» Exercise passage
◆ ◆ ◆ ◆ ◆ ◆ ◆

Your list is probably worse than Reuters'
Reuters is Reuters, and that's worth a fair caveat. Their editorial standards are strict, legal review is real, and the inventory coming off their pages is about as clean as programmatic news gets. The 54% figure is probably the floor, not the ceiling.
If you're buying through general news packages, running broad programmatic across the open exchange, or using inherited block lists from a previous agency, the waste is almost certainly higher. Adalytics has documented tens of thousands of individual news stories being labeled unsafe by brand safety vendors that, on inspection, had nothing objectionable in them. The issue is structural.
The uncomfortable part is that the block list is usually invisible. Most clients never see the keyword file. Agencies rarely pull it for review. DSPs don't surface "you would have bought this impression but one of your keywords matched" as a line item. So the waste compounds silently, and nobody on the team has the phrase "blocklist audit" on their OKRs.
On paper, this sounds like an upgrade problem you can solve by buying new brand safety tech. Sometimes it is. But you can usually get most of the value for the price of an afternoon.
Pull the list. Read the first fifty entries out loud.
If you want one thing to do this week: ask your media team or trading desk for the current brand safety keyword block list you're running. The actual file. Not a summary, not a dashboard, not a vendor certification. The list itself.
Then read the first fifty entries out loud.
For each one, ask whether the word still means what your 2020 block list assumed it meant. "Pandemic" made sense in April 2020. It's mostly fossil in April 2026. "Violence" blocks every story about economic violence in a research report. "Shot" blocks vaccine news, NBA coverage, and photo shoots. If a specific entry is catching more safe stories than unsafe ones, it's costing you impressions and protecting almost nothing.
Set an audit cadence after that. Quarterly is fine. Annual is probably the minimum. Digiday's reporting on advertisers reconsidering blocklists notes that the teams seeing real lift are the ones moving from static exclusion to dynamic inclusion, the so-called "include what you like" model. That's a longer project. The block list audit is the one you can finish before your 10 a.m. standup.
A useful benchmark: if nobody on your team can name the last time the block list was touched, it's been too long. I'd set the bar at updated in the last 90 days. Anything older is probably costing more than it's protecting. My rough prediction, from what I've seen across industry reporting and practitioner discussions: audit a stale list and you'll typically recover somewhere between 10% and 25% of previously-blocked news inventory on the first pass. That's a figure backed by industry case studies, not a vibe.
For a related pattern on how account-level hygiene is eating keyword-level decisions across paid media, we covered the commoditization of keyword strategy under broad match earlier this week. The through-line is the same: the platforms keep shipping systems that reward teams who actually look at the inputs.
What Reuters' number actually buys you
I don't think most marketing teams will rush to fix this. Block lists are boring. Audits are unglamorous. And the people who catch the waste rarely get credit for it, because "we recovered 15% of our news inventory" is a harder brag than "we launched a new creative." That's probably why the 2019 number never moved the needle.
But the Reuters number is different. It has a publisher name on it. It has a vendor name on it. It has specific percentages attached. When the next brand safety conversation comes up in a QBR, it's a lot easier to say "Reuters and IAS showed 54%" than to argue from instinct. From what I've seen, that kind of ammunition is usually what moves a block list audit from the permanent bottom of the backlog into a sprint.
Worth the afternoon, at minimum. Probably worth a lot more.

◆ ◆ ◆ ◆ ◆ ◆ ◆

[Referring expression pointing data]
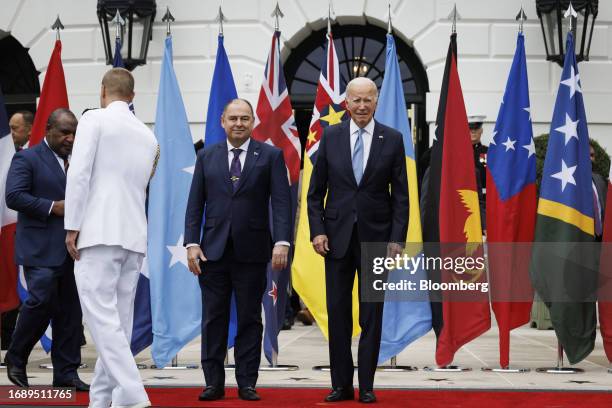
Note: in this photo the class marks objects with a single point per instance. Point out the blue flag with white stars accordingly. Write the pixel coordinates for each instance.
(566, 178)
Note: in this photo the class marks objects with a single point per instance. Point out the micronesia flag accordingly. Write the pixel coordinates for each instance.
(275, 125)
(565, 217)
(222, 90)
(142, 334)
(404, 320)
(511, 204)
(175, 294)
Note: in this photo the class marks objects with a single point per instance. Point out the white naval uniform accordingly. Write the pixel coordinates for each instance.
(112, 161)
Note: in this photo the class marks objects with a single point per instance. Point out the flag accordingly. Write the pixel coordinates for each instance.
(605, 278)
(222, 90)
(565, 217)
(8, 220)
(275, 125)
(511, 204)
(308, 270)
(175, 293)
(53, 95)
(118, 63)
(459, 221)
(403, 322)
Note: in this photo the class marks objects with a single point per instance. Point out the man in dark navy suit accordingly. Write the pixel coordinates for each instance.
(361, 168)
(35, 188)
(236, 180)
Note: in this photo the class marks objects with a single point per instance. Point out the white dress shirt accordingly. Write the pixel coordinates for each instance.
(230, 156)
(367, 135)
(60, 161)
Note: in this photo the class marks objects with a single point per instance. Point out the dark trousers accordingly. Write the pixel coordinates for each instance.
(248, 282)
(52, 296)
(339, 279)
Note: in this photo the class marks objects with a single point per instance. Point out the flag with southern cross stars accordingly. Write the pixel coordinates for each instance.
(511, 203)
(562, 272)
(308, 270)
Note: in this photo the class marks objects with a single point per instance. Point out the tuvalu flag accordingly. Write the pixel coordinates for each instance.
(605, 278)
(53, 95)
(458, 215)
(562, 269)
(308, 270)
(511, 204)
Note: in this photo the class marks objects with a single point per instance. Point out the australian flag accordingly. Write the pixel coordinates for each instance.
(275, 125)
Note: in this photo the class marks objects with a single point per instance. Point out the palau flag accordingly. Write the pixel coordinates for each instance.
(562, 269)
(511, 204)
(403, 321)
(175, 294)
(222, 90)
(275, 125)
(308, 269)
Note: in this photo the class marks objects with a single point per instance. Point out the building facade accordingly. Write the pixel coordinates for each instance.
(486, 41)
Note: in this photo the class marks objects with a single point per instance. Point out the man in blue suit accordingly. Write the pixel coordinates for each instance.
(361, 169)
(236, 180)
(35, 188)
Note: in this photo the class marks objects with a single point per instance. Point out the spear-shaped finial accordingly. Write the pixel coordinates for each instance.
(389, 25)
(168, 18)
(220, 19)
(277, 14)
(454, 16)
(119, 23)
(521, 17)
(571, 13)
(57, 26)
(330, 16)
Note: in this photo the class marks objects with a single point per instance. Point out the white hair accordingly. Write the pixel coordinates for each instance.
(361, 81)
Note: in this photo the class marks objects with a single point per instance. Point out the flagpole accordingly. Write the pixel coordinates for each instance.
(560, 369)
(393, 367)
(520, 17)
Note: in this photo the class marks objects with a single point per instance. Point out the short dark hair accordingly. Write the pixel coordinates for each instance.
(55, 116)
(28, 117)
(238, 100)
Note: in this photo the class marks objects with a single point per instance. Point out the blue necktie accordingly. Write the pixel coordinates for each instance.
(358, 157)
(235, 168)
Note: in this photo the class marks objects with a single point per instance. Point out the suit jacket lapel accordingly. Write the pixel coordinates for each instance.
(375, 149)
(222, 159)
(251, 158)
(51, 161)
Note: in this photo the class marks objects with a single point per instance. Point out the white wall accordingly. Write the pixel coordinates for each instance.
(486, 41)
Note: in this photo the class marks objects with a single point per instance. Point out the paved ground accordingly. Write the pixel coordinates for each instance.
(305, 347)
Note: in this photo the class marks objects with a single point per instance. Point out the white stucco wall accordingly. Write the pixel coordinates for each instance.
(486, 41)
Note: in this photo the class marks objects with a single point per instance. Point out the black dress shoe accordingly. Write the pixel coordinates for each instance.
(248, 394)
(341, 394)
(75, 383)
(16, 375)
(367, 397)
(211, 393)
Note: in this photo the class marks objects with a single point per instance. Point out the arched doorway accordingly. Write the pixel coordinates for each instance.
(361, 52)
(18, 75)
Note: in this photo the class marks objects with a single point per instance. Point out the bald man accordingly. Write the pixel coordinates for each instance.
(361, 168)
(111, 166)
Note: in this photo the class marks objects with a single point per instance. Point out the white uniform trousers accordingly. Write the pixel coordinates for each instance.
(106, 278)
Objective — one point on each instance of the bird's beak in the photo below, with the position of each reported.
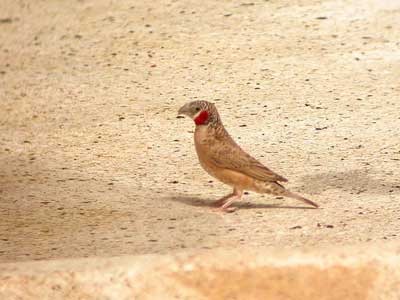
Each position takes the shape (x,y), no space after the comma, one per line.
(184,110)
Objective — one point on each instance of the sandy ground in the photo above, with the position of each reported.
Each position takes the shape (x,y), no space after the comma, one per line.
(95,163)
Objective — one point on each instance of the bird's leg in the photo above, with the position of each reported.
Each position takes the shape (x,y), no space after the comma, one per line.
(236,195)
(222,200)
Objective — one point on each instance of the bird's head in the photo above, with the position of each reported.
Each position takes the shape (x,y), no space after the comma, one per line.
(202,112)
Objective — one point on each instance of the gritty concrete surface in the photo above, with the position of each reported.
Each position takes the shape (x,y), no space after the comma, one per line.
(350,274)
(93,161)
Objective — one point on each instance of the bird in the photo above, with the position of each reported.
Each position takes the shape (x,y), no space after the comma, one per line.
(225,160)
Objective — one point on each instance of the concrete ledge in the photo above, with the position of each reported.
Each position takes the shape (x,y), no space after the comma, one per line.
(372,273)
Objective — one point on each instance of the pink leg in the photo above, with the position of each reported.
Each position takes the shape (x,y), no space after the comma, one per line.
(236,195)
(222,200)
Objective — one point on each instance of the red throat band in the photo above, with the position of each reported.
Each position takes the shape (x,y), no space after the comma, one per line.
(201,118)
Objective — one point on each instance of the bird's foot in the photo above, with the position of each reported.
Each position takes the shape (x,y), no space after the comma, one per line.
(224,209)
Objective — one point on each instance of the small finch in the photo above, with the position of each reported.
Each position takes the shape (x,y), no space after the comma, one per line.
(223,159)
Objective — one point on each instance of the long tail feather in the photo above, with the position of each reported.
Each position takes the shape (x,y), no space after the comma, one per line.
(298,197)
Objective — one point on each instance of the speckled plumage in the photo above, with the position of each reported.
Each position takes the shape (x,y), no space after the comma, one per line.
(223,159)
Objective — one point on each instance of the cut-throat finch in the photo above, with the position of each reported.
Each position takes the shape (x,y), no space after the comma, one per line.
(223,159)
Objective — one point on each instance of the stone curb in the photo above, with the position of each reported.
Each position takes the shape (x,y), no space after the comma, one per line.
(347,273)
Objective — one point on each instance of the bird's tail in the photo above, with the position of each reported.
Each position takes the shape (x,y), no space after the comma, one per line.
(298,197)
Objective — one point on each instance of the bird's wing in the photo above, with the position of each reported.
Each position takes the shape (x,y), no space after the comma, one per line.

◆ ◆ ◆ ◆ ◆ ◆ ◆

» Questions
**a)** According to the text on brand safety block lists, how recently does the writer say a block list should have been updated?
**b)** From the text on brand safety block lists, return the part that opens with the words containing "On paper, this" and closes with "The list itself.".

» Exercise results
**a)** Within the last 90 days.

**b)**
On paper, this sounds like an upgrade problem you can solve by buying new brand safety tech. Sometimes it is. But you can usually get most of the value for the price of an afternoon.
Pull the list. Read the first fifty entries out loud.
If you want one thing to do this week: ask your media team or trading desk for the current brand safety keyword block list you're running. The actual file. Not a summary, not a dashboard, not a vendor certification. The list itself.